# [ABOUT THIS TASK]
Could you write out the RNA isolation text again, starting at "Total RNA was" and ending at "using NGS-QC box72.", and swap "seeds" for "leaves"?

# [STUDY TEXT]
*** Block opens ***

RNA isolation and sequencing

Total RNA was isolated from the seeds using “NucleoSpin® RNA Plant” kit (Macherey-Nagel, Germany) following manufacturer’s protocol. RNA quality and quantity was determined using Nanodrop 1000 spectrophotometer (Thermo Fisher Scientific Inc, USA) and Bioanalyzer RNA Nano chip (Agilent Technologies, USA). Approximately 5 µg of total RNA pooled in equal quantity from two biological replicates were used for the construction of cDNA library using mRNA-Seq Sample Prep kit (Illumina Inc., USA) following manufacturer’s instructions. The RNA samples with 260/280 ratio of 1.8 to 2.1, 260/230 ratio of 2.0 to 2.3 and RIN (RNA integrity number) more than 7.0, were used for sequencing on Illumina HiSeq 2500 platform. The samples were sequenced as 2 × 100 bp paired-end reads. Filtered reads were obtained after running the quality control (QC) using NGS-QC box72.

*** Block closes ***

Stored data entries:
*** Block opens ***

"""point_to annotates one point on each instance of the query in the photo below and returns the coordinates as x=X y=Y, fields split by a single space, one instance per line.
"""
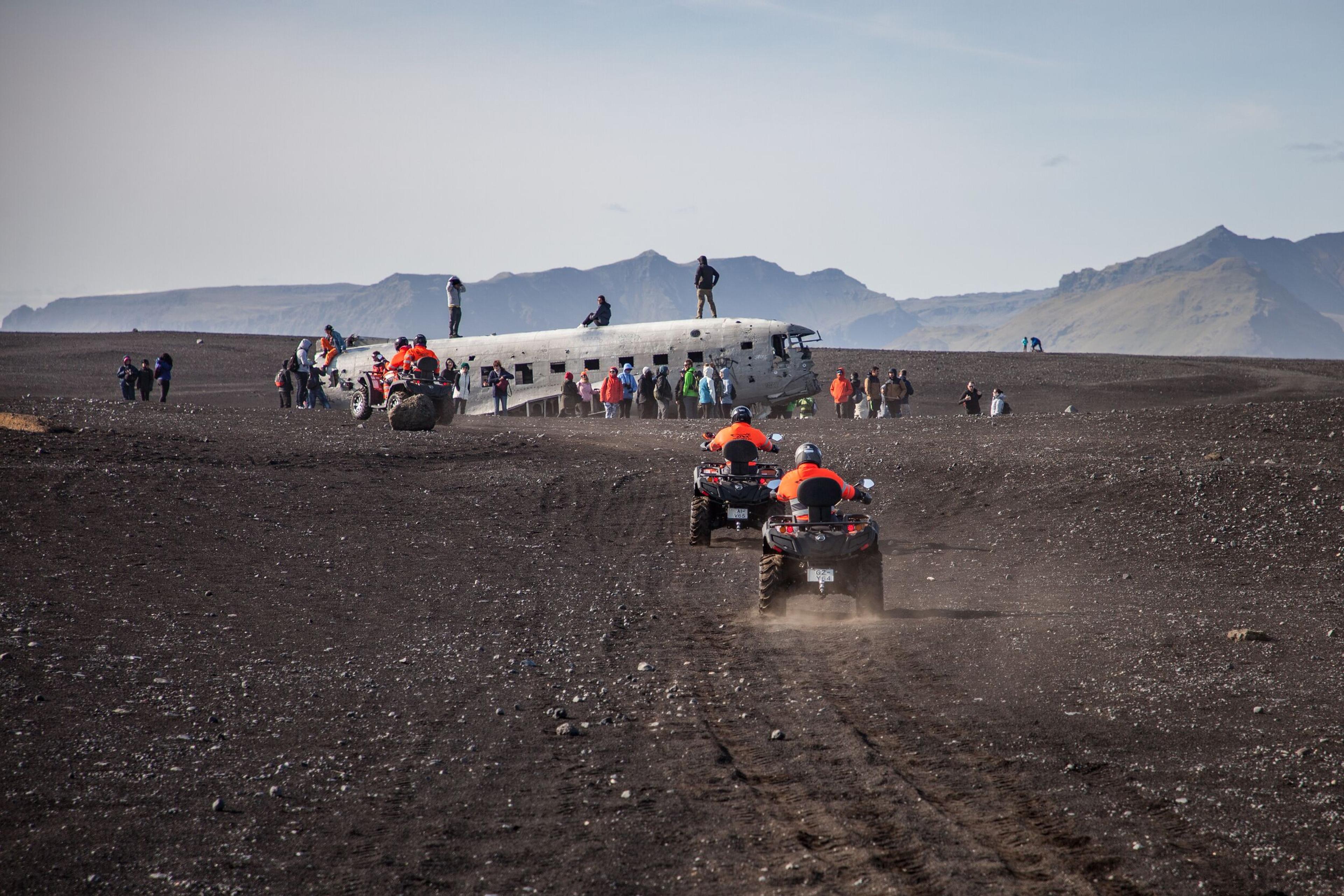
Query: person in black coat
x=971 y=401
x=644 y=395
x=128 y=375
x=603 y=316
x=706 y=278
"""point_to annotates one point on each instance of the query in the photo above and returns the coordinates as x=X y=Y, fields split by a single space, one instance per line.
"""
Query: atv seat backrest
x=819 y=495
x=740 y=454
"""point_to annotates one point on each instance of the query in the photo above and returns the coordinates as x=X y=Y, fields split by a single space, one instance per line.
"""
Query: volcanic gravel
x=246 y=649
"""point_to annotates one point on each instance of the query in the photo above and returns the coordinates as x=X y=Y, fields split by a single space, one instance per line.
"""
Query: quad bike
x=828 y=549
x=373 y=393
x=733 y=494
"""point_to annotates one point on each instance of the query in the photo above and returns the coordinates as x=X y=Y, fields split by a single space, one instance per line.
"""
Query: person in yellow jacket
x=741 y=429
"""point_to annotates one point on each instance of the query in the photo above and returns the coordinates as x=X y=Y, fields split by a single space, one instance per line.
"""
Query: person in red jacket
x=417 y=351
x=842 y=390
x=741 y=429
x=808 y=459
x=612 y=394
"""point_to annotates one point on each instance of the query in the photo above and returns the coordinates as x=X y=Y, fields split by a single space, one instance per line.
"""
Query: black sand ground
x=358 y=640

*** Block closes ***

# [RESULT BELOW]
Total RNA was isolated from the leaves using “NucleoSpin® RNA Plant” kit (Macherey-Nagel, Germany) following manufacturer’s protocol. RNA quality and quantity was determined using Nanodrop 1000 spectrophotometer (Thermo Fisher Scientific Inc, USA) and Bioanalyzer RNA Nano chip (Agilent Technologies, USA). Approximately 5 µg of total RNA pooled in equal quantity from two biological replicates were used for the construction of cDNA library using mRNA-Seq Sample Prep kit (Illumina Inc., USA) following manufacturer’s instructions. The RNA samples with 260/280 ratio of 1.8 to 2.1, 260/230 ratio of 2.0 to 2.3 and RIN (RNA integrity number) more than 7.0, were used for sequencing on Illumina HiSeq 2500 platform. The samples were sequenced as 2 × 100 bp paired-end reads. Filtered reads were obtained after running the quality control (QC) using NGS-QC box72.